Source document>
++++++++++++++++++++

Maybe it's better to use an example. I believe one of the very first Mahayana sutras one is expected to learn is the Heart Sutra. But when you read it, you immediately see things like 'skandhas' and 'dharmas'. If you start with Pali Canon, you can basically find all about them in the Sutta Pitaka. But if you know nothing about Theravada, where in the Mahayana teachings do you find those basic notions? What will tell you about karma, dependent arising, dharmas, worlds structure and so on?
1 Answer
In Mahayana these kinds of things are learned from the encyclopedic compendiums summarizing the basic concepts by categories, known as "Mahayana Abhidharma" and its predecessor "Sarvastivada Abhidharma".
The main idea to understand here is how Mahayana emphasizes passing-on the intended meaning behind the scripture. So even though the original sutras were available in Mahayana in form of Agamas, the schools almost always preferred to study various summaries trying to organize the Dharma and distill it to its key principles. Lineage-specific commentaries then were used to "unpack" the meaning stored in the summaries and present it in form comprehensible to a contemporary student.

++++++++++++++++++++

Data>

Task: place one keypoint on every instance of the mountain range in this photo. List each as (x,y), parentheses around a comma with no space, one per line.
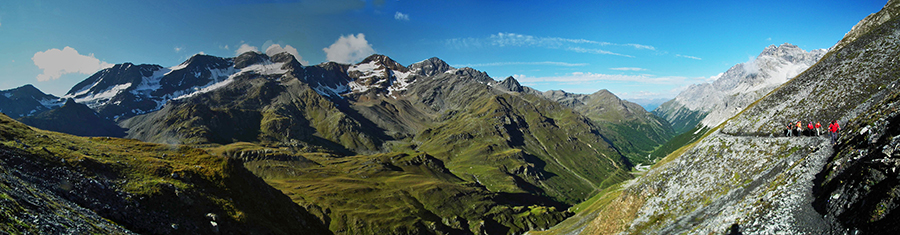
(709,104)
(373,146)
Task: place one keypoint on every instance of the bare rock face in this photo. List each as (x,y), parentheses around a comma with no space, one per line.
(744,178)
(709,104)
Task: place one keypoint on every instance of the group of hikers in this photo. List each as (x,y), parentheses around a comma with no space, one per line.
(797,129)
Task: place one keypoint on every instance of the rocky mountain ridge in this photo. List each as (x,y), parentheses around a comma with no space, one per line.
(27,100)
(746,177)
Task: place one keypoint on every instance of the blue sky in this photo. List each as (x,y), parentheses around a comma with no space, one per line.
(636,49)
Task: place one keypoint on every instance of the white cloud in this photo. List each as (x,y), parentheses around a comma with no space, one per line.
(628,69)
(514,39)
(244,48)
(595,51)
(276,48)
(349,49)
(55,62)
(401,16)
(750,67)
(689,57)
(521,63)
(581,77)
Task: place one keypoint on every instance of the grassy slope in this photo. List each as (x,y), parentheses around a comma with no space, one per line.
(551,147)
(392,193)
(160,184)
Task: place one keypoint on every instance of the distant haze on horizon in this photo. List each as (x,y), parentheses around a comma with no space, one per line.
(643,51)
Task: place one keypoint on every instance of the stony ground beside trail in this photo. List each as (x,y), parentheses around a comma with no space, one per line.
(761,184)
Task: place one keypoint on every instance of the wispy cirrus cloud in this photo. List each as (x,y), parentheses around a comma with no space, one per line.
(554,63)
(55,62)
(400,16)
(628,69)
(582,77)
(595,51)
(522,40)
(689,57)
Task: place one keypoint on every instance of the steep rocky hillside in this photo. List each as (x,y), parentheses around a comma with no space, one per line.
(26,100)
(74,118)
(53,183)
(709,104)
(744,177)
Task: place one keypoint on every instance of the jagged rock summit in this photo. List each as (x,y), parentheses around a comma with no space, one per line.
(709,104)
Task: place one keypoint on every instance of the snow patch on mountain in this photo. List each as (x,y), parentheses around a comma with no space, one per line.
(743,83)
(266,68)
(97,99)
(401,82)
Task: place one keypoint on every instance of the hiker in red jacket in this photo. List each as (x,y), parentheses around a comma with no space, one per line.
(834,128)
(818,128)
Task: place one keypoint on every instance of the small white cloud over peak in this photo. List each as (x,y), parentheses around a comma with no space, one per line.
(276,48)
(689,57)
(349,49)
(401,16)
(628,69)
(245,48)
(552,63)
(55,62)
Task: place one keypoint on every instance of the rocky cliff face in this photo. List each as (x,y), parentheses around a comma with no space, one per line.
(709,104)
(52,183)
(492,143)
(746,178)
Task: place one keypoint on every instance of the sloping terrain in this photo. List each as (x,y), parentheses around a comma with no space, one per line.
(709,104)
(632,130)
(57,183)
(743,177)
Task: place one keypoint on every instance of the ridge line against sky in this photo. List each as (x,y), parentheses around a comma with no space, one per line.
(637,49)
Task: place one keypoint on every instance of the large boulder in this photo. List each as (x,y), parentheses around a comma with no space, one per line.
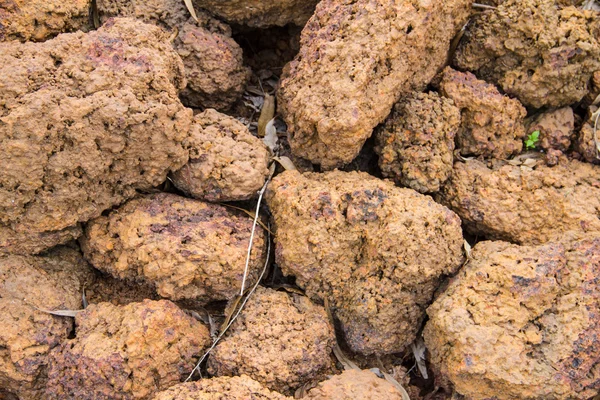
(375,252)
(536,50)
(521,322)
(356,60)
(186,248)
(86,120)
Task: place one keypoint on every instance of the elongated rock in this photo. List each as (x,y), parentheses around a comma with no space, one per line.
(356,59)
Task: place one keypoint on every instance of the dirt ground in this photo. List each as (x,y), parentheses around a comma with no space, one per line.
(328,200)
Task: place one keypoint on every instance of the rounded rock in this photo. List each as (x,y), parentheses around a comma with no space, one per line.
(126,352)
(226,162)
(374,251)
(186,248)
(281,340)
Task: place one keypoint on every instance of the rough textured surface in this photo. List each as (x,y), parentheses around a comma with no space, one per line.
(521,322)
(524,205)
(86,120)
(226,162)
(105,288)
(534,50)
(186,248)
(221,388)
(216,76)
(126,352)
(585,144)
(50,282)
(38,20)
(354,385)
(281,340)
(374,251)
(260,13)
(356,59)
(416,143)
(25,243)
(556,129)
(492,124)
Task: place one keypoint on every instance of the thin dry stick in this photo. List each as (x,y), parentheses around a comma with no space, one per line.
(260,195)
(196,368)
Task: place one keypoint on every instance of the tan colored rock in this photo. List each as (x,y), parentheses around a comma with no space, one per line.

++++++++++++++++++++

Short exercise>
In the text on learning Mahayana basics, in what form were the original sutras available in Mahayana?

Answer below>
In the form of Agamas.